Work to be completed =>
Where a line in the records below includes "black", pull that line out.
>>>
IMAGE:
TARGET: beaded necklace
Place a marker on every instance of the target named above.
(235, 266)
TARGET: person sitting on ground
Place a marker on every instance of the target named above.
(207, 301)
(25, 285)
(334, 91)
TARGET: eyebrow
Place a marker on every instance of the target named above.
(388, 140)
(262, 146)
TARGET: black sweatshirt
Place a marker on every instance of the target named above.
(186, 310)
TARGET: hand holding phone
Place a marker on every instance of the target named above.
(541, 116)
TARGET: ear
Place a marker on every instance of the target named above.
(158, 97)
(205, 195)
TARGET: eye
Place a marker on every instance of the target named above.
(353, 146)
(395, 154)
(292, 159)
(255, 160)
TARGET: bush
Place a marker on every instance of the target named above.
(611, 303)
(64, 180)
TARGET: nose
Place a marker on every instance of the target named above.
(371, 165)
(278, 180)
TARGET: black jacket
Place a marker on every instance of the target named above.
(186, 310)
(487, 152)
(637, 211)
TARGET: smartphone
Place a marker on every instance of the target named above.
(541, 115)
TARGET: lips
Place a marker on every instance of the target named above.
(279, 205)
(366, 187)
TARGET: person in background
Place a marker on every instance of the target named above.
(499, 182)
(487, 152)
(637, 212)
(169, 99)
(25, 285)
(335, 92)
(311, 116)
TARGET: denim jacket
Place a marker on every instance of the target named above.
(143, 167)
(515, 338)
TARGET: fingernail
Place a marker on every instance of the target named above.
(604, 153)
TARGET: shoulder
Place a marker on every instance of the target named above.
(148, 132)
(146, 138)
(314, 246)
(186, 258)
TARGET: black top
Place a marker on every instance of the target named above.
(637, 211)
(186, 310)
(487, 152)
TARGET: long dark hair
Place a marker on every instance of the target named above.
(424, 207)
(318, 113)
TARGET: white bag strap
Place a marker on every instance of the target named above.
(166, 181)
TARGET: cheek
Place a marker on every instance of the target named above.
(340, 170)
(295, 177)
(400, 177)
<<<
>>>
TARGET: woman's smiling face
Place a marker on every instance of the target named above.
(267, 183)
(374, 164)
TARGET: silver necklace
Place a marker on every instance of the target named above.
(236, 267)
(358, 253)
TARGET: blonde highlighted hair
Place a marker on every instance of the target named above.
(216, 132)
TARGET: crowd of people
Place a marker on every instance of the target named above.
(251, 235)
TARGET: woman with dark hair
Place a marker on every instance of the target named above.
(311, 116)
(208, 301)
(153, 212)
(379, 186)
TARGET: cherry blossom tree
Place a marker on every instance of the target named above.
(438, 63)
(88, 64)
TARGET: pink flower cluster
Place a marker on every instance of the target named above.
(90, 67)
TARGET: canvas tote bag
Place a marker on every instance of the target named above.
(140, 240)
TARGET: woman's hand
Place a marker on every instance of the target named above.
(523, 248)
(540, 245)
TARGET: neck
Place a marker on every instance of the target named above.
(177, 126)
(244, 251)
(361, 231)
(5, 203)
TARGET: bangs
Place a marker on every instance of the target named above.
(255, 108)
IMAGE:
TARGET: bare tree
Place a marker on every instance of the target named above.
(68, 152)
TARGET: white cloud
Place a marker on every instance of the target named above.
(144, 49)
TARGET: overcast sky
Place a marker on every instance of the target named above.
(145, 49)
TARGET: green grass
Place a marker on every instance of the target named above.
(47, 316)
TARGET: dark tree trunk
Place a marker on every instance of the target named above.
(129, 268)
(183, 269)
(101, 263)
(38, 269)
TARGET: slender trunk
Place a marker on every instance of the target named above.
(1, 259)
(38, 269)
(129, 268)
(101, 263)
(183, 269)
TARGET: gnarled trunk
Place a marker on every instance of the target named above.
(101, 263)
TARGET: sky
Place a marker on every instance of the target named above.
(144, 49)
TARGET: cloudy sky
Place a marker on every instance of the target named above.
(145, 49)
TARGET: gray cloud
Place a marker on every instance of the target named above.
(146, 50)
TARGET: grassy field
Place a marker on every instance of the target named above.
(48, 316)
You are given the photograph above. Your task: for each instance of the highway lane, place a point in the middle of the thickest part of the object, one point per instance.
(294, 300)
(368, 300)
<<<
Solved problem =>
TARGET: black sweatshirt
TARGET: black jacket
TARGET: black top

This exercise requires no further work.